--- PROMPT ---
The answer is the full listing restated exactly, without any pictures.

--- DATA ---

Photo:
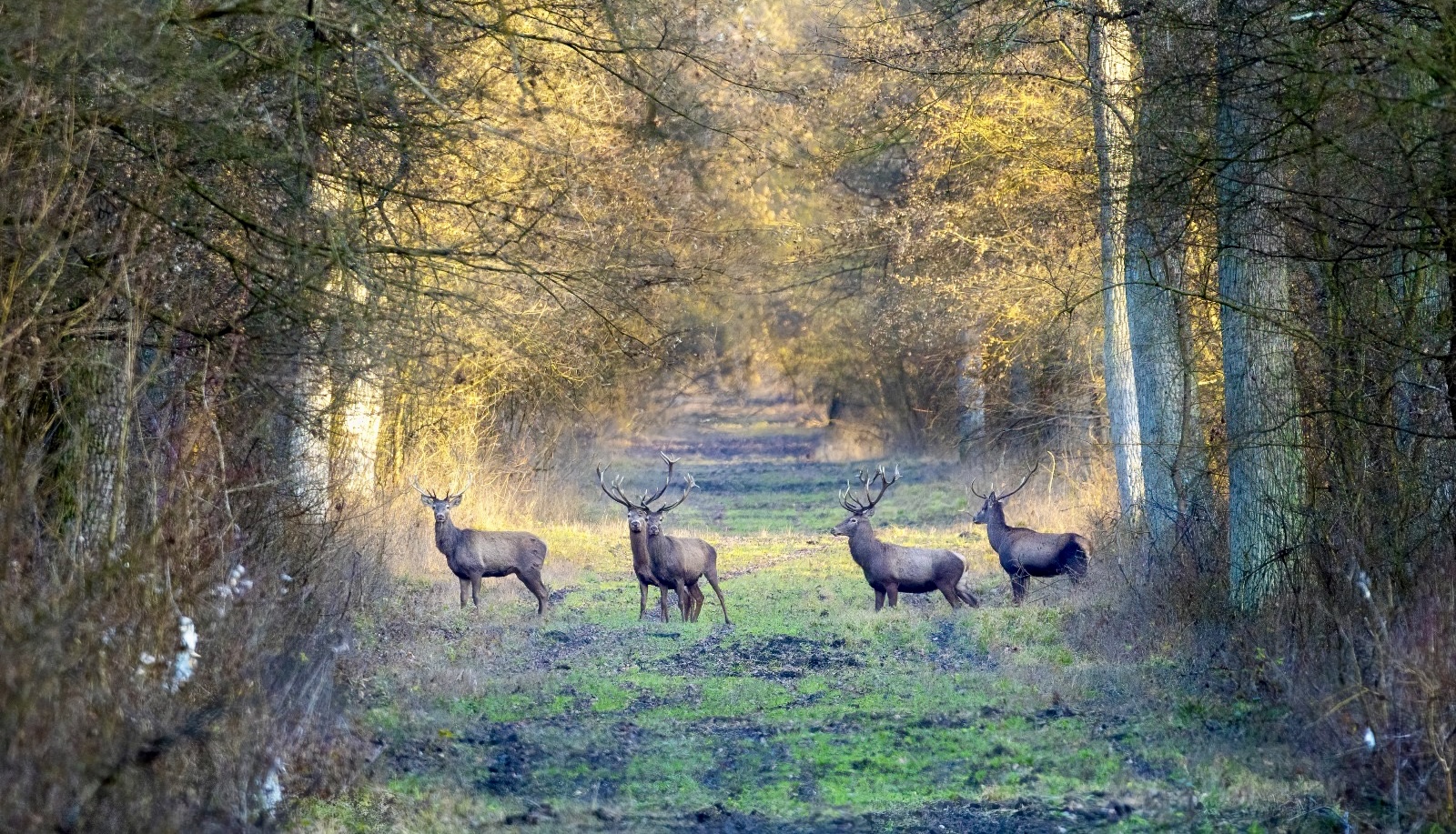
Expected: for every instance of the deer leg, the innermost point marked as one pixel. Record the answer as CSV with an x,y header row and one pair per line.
x,y
682,598
713,579
950,596
535,586
1018,587
695,600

--- TASK SOLUTION ---
Photo:
Expected: for every instance of the deer leg, the innermost point marked as one pixel. Record the answer as CSV with an x,y header row and one pair per line.
x,y
682,598
713,579
950,596
535,586
1018,587
695,600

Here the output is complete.